> **BRIEF 1**
Using the article on the Chalta Phirta Documentary Festival, explain in one to three sentences why the festival travels from city to city.
> **BRIEF 2**
Extend the article on the Chalta Phirta Documentary Festival past its final line.

ISLAMABAD: This weekend, starting Friday, 8th February, the Documentary Association of Pakistan (DAP) will bring to the nation’s capital the Chalta Phirta Documentary Festival in collaboration with the Nomad Art Gallery.
DAP is an initiative to promote the art of documentary films, to strengthen the community of documentary filmmakers, and to provide mentorship and training to documentary filmmakers working in Pakistan.
The organization is working toward popularizing the culture of documentary watching in Pakistan by arranging film screenings in public spaces across the country for free. One of those initiatives is the Chalta Phirta Documentary Festival.
“It’s a traveling documentary film festival that will go to Pakistani cities, such as Karachi, Hyderabad, Jamshoro, Lahore, Multan, Gujranwala, Faisalabad, Islamabad, Quetta, Peshawar, and Gilgit,” DAP members Tazeen Bari and Anam Abbas told Arab News over email.
DAP aims “to broaden its audience and outreach to cities that are frequently ignored when it comes to the provision of thriving cultural and social events” through the festival.
Chalta Phirta will showcase a new set of documentary films in each of these cities on a biannual basis, hoping to spark important conversations through them on national level.
“Our primary goal was to reach varied and diverse audiences and the only way to do this is to bring documentaries to their doorstep,” Bari told Arab News.
“The festival also allows us to connect with filmmakers from outside our own circles and help this community grow. It also connects us to various arts and community spaces and actors in different cities, which will hopefully lead to continued engagement.”
To date, films have been screened in Quetta, Faisalabad, Jamshoro, Peshawar and Karachi with plans to head to Gilgit, Lahore and Multan next. This weekend the festival will be running simultaneously in both Islamabad and Hyderabad.
“It gives us great joy that we can have these films screened in two cities at the same time,” Said Abbas to Arab News.
In each city, films are being screened at small to medium scale local venues and organizations and educational institutes.
Have DAP faced censorship in their quest?

> **MATERIAL SHOWN**
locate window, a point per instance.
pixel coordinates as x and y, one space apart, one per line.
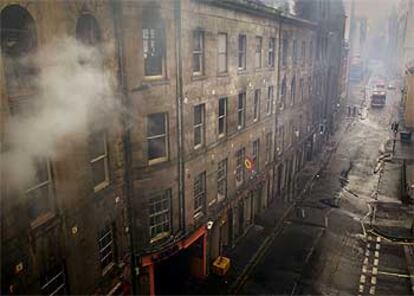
160 215
285 48
54 282
199 194
87 30
39 194
256 105
255 154
105 244
268 147
271 53
198 52
18 38
199 125
303 52
283 93
269 100
310 52
293 91
241 110
301 89
281 139
222 180
157 137
240 166
99 160
222 52
153 49
222 117
242 52
258 53
294 51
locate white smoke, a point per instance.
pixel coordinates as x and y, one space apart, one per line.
73 91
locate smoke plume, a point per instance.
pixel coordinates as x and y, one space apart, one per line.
72 90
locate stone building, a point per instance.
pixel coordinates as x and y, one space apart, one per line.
219 105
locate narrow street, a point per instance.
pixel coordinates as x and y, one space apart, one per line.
324 247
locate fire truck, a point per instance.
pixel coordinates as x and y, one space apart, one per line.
378 98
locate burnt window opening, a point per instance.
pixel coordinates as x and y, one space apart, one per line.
87 30
18 41
153 42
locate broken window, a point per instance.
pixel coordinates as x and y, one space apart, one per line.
222 117
256 105
241 110
106 248
198 52
269 100
295 51
18 41
268 147
222 180
99 159
303 52
222 52
285 48
160 215
54 282
157 137
293 91
240 155
255 154
40 193
199 194
258 53
283 93
271 53
242 52
87 30
199 125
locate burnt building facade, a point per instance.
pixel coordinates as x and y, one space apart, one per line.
220 106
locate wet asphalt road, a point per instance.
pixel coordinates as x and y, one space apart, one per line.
324 251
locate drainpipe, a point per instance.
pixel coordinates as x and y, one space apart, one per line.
275 152
119 37
179 114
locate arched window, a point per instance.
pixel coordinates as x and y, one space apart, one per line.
18 39
87 30
153 42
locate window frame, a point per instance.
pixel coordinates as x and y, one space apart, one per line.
241 111
160 198
48 281
105 158
165 135
106 230
270 98
221 179
256 154
200 52
256 104
201 126
225 53
271 53
285 48
222 117
157 31
49 211
242 53
240 169
258 52
268 147
199 198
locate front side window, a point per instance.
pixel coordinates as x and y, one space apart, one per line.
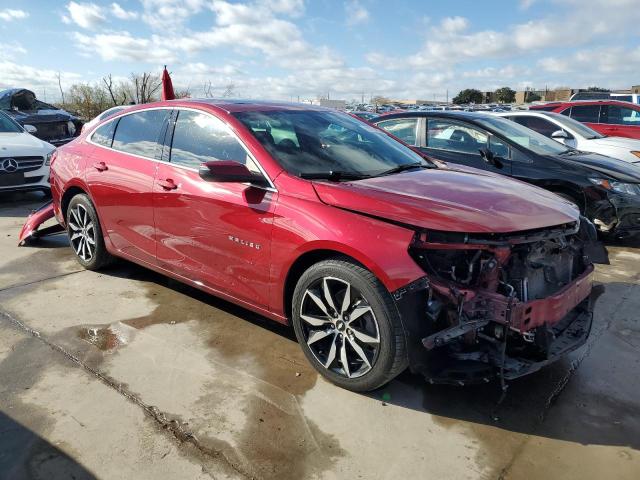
540 125
319 142
403 128
199 137
138 133
104 134
622 116
586 113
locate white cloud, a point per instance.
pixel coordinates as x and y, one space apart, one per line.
355 13
9 51
170 15
33 78
119 12
122 46
10 14
85 15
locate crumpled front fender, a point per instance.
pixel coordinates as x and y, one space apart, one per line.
30 230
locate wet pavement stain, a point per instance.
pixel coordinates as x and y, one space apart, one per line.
23 452
276 440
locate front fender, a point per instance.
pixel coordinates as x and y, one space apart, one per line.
31 228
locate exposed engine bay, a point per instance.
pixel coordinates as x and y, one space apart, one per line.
503 304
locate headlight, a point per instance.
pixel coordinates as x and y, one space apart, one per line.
619 187
47 160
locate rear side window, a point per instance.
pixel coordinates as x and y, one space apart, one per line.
586 113
538 124
104 134
199 138
138 132
621 116
403 128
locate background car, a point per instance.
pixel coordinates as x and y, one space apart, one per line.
107 113
577 135
609 117
311 217
24 159
53 125
607 190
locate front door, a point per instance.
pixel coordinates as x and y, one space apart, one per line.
215 234
120 177
460 142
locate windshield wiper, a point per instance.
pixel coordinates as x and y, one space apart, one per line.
333 176
405 167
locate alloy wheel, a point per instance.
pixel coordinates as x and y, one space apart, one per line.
82 232
340 327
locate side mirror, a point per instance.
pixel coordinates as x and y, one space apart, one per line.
489 157
560 135
229 171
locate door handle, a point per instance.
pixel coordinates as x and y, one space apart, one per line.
167 184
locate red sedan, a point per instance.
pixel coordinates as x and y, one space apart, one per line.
379 257
609 117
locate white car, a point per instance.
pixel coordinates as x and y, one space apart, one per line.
576 135
24 159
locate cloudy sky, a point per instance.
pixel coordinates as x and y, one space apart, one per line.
346 48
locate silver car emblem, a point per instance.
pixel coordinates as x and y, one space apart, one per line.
8 165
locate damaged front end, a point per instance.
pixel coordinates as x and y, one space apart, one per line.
498 304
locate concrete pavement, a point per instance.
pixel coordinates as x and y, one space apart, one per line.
126 374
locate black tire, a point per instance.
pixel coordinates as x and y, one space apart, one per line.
390 357
99 256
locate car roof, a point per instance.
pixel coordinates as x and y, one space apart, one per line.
436 113
585 102
236 105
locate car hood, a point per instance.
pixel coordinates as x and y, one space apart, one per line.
22 144
622 142
455 200
601 164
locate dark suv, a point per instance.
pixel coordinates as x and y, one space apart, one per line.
607 190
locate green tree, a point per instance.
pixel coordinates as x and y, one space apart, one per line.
505 95
468 95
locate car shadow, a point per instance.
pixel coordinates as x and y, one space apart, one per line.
26 455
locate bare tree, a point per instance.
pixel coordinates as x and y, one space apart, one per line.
60 87
145 86
118 93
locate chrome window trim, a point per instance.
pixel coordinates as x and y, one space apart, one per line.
89 139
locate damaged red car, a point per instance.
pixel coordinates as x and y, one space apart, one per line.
379 257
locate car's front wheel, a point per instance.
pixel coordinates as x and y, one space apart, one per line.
85 234
348 326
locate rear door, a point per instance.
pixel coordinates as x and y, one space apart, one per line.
216 234
460 142
619 121
120 177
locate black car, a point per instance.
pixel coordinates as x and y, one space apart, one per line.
607 190
52 124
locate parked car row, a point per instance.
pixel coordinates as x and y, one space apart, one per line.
607 190
378 254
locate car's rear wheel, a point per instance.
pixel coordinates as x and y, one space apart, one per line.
348 326
85 234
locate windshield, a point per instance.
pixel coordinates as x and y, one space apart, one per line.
523 136
7 125
317 142
580 128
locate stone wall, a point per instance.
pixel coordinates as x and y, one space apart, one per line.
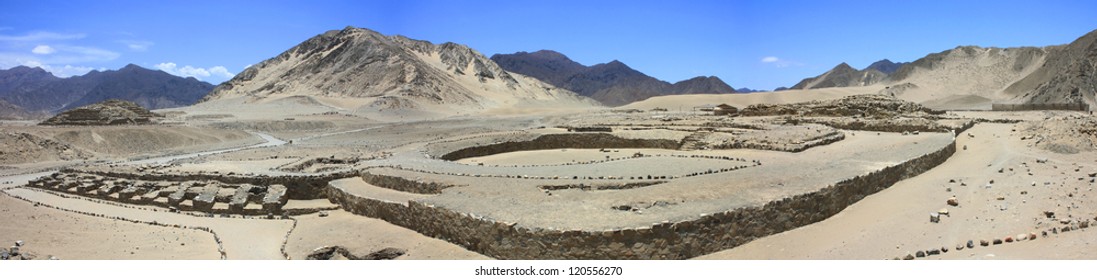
562 141
1039 107
678 239
403 185
298 187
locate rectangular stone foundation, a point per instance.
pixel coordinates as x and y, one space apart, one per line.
680 239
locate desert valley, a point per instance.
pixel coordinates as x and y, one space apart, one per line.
360 145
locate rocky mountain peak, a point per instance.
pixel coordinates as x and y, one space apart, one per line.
361 63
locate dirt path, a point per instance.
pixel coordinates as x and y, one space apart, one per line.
241 238
895 222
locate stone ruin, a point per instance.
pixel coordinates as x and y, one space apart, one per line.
110 112
204 196
864 105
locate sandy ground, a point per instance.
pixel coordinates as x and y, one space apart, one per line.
892 223
686 102
238 235
895 222
67 235
364 235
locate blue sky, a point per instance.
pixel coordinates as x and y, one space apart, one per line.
757 44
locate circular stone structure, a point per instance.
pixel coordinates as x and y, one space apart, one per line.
551 193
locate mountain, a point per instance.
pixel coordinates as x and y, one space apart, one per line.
973 77
544 65
611 84
841 76
967 77
35 90
391 73
885 66
20 79
702 85
9 111
1066 76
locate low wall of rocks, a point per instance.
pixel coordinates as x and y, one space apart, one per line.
1040 107
403 185
562 141
298 187
679 239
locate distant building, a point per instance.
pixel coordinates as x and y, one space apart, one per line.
725 110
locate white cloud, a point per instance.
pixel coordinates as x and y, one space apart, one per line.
68 54
217 73
64 71
779 63
41 36
137 45
43 49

> **EXERCISE RESPONSE 1**
The festival travels because its organizers want to reach varied and diverse audiences, and they see bringing documentaries to people's doorsteps as the only way to do that. They also want to reach cities that are often ignored when cultural and social events are provided. Touring also helps them connect with filmmakers outside their own circles and with arts and community spaces in different cities.

> **EXERCISE RESPONSE 2**
“We are working with small venues which are generally safe spaces. Censorship has not yet been an issue as it would be in cinema halls or state operated spaces. While we may be surveilled, we have not been stopped,” said Abbas.
The festival also includes “The Feeling of Being Watched,” by Arab-American filmmaker Assia Bendaoui, “Sindhustan” from India, and “The Judge,” an American film following the life of a female Palestinian judge. In total Chalta Phirta is taking 22 films to 11 cities.
So far, the ambitious festival has been met with warmth.
“In our first event in Gujranwala, the projectionist at the venue came up to DAP member Risham and thanked her for opening his eyes to what documentary films can do,” said Bari.
Additionally, the festival has been gaining interest.
“We have been receiving requests from cities outside our 11 city program, and we are working together with them to see how we can expand our journey,” said Abbas.
Asked what DAP hoped Chalta Phirta to achieve, Bari and Abbas said: “Divide and rule seems to be the modus operandi everywhere. It is important that we are able to reach and talk to each other and hear and watch each other’s stories without the mitigation of corporate media or paranoid rulers. Whether it is a story about a bomb disposal squad, or a transwoman in politics, young disaffected men trying to flee to a better life or feminist activists reforming their cities, this festival seeks to make space for a conversation about Pakistani identity and a Pakistani dream that is inclusive.”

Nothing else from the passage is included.